• [WHAT THE TASK ASKS]: Report every line in the material below that contains the string "light", copying each such line in full.

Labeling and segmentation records
========
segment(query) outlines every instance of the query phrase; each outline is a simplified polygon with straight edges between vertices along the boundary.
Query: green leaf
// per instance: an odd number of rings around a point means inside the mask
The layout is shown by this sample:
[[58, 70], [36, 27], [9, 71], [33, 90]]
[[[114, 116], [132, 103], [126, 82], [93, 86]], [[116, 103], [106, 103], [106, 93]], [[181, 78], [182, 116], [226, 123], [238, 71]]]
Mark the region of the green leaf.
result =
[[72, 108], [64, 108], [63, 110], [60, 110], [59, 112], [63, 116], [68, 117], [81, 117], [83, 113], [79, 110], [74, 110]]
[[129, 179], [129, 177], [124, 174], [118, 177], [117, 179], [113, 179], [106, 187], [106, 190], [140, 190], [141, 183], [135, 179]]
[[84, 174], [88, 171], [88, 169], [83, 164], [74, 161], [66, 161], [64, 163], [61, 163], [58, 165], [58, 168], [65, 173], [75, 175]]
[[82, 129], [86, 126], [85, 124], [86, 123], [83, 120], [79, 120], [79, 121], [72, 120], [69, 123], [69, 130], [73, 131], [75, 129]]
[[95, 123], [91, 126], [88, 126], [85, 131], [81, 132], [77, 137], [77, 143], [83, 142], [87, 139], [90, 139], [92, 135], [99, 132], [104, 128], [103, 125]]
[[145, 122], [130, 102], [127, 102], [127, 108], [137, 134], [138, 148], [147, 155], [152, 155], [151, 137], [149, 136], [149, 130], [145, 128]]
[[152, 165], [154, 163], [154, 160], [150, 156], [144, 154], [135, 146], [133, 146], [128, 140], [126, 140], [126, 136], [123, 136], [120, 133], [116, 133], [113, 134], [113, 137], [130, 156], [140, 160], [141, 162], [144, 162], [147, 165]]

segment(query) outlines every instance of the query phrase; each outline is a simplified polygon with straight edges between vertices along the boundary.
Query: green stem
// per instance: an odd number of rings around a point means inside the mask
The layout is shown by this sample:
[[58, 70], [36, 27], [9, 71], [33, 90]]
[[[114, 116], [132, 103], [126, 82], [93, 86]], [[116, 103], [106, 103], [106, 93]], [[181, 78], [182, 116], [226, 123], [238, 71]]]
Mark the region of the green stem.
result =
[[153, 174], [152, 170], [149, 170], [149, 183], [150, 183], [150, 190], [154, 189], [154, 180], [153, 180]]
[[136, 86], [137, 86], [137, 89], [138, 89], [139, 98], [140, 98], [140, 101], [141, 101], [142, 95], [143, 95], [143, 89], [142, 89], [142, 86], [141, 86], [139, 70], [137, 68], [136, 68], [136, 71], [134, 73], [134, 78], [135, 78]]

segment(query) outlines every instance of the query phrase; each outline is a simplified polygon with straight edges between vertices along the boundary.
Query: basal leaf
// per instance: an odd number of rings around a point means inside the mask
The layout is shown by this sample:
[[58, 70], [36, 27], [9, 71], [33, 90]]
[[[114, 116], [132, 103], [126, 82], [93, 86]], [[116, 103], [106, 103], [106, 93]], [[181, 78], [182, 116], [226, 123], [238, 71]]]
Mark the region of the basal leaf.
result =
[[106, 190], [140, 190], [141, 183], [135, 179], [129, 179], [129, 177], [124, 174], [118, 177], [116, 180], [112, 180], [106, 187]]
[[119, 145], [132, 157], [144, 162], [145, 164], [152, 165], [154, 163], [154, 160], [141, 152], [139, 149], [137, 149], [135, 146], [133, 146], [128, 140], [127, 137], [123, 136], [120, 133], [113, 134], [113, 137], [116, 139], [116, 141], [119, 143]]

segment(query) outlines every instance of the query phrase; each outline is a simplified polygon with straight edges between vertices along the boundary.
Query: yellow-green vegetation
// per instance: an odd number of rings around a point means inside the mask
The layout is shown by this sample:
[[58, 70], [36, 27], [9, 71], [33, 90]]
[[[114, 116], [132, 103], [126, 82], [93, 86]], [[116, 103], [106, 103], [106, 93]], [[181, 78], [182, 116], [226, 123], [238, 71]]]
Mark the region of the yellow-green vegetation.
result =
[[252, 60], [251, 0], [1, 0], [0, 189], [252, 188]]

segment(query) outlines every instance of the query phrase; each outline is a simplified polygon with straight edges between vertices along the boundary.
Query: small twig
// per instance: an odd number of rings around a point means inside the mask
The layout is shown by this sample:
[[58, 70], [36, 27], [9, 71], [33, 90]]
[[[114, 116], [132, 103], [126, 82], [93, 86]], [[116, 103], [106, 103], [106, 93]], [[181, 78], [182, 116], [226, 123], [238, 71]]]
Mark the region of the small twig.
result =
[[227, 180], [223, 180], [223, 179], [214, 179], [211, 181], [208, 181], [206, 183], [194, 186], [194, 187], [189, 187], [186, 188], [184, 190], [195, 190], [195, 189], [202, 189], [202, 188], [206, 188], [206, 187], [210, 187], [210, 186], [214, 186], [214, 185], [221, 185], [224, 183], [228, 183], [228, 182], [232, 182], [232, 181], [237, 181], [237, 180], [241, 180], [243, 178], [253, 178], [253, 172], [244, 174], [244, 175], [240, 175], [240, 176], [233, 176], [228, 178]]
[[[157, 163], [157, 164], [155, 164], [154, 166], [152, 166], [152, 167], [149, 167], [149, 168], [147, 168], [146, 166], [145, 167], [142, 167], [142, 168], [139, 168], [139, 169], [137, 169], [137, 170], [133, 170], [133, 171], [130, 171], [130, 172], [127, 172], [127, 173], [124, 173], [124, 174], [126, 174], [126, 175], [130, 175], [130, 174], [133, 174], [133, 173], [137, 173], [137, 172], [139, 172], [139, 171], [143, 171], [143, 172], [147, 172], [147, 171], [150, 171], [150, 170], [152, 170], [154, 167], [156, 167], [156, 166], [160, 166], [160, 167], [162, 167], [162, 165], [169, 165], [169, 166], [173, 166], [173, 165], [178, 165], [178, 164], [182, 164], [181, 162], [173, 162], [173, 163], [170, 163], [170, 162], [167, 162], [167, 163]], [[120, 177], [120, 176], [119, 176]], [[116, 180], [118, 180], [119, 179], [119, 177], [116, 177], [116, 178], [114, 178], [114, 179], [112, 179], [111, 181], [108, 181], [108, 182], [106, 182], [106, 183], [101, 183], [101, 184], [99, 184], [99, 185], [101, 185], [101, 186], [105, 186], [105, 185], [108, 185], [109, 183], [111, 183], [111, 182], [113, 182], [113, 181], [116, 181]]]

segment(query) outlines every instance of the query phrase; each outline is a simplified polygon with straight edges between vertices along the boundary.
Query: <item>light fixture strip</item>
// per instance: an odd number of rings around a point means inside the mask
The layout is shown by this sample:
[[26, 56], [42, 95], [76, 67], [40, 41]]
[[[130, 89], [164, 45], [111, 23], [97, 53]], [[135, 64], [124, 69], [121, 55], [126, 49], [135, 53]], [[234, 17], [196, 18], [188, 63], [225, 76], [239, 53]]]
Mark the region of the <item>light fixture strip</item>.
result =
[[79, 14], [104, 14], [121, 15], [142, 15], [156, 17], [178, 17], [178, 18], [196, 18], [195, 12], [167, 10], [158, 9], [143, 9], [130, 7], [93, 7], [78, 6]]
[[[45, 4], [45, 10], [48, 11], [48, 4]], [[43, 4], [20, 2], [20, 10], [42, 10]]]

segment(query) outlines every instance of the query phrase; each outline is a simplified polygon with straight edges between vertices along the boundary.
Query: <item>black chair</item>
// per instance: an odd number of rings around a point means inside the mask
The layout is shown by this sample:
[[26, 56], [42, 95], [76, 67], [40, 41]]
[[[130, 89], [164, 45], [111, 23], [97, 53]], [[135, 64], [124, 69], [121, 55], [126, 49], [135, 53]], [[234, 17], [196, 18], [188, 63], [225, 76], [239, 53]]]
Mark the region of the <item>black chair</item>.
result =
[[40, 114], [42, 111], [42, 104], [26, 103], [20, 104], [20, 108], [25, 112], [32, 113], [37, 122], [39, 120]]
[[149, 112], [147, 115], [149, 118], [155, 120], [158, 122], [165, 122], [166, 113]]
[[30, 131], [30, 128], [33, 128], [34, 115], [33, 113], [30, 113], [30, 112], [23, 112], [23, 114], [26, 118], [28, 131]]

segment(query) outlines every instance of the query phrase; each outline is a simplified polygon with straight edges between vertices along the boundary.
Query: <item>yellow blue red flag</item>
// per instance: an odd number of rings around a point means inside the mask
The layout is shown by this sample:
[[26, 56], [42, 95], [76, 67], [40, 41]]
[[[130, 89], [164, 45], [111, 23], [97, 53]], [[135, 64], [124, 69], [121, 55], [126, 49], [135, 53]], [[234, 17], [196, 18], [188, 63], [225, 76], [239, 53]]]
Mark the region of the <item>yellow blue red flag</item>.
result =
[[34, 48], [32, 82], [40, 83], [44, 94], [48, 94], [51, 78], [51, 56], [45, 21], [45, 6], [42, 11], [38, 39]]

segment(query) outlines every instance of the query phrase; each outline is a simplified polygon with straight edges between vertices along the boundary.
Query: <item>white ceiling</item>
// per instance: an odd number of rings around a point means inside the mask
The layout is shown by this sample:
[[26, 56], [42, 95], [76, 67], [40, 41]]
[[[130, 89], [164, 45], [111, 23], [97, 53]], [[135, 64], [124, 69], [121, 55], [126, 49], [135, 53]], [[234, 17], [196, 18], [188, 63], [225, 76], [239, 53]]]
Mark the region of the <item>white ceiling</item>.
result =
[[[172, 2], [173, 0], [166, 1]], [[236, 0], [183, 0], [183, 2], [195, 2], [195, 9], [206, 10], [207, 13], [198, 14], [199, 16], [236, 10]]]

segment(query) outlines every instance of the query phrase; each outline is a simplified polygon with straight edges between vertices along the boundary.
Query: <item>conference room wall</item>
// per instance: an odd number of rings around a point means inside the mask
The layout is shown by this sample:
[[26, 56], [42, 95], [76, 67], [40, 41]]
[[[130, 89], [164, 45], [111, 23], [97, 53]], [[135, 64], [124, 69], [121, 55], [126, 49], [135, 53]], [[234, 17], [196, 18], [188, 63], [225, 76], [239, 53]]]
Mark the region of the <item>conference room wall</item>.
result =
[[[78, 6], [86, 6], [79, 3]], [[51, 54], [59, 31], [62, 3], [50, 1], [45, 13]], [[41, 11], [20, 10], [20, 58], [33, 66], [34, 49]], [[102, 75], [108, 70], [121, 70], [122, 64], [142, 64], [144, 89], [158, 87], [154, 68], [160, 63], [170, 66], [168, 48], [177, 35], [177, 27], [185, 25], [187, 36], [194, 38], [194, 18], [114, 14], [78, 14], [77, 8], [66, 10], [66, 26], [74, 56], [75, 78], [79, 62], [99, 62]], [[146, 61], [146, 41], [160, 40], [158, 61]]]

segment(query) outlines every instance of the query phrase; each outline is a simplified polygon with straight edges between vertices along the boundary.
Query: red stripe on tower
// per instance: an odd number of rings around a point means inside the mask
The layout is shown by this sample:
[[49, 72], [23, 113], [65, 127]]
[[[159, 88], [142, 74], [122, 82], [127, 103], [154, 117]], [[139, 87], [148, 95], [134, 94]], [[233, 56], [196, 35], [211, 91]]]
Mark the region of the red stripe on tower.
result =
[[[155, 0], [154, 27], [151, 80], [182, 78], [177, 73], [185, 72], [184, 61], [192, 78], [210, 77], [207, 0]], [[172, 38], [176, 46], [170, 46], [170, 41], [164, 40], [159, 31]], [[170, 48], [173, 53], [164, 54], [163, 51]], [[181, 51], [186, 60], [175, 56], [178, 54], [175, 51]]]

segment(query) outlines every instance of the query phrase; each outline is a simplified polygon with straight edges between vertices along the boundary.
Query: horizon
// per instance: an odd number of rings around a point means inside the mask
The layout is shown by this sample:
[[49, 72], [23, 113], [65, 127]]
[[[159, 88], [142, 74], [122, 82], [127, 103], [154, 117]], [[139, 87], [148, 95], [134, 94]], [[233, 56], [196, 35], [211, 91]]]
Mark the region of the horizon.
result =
========
• [ANSWER]:
Query: <item>light fixture strip</item>
Mark the region of the <item>light fixture strip</item>.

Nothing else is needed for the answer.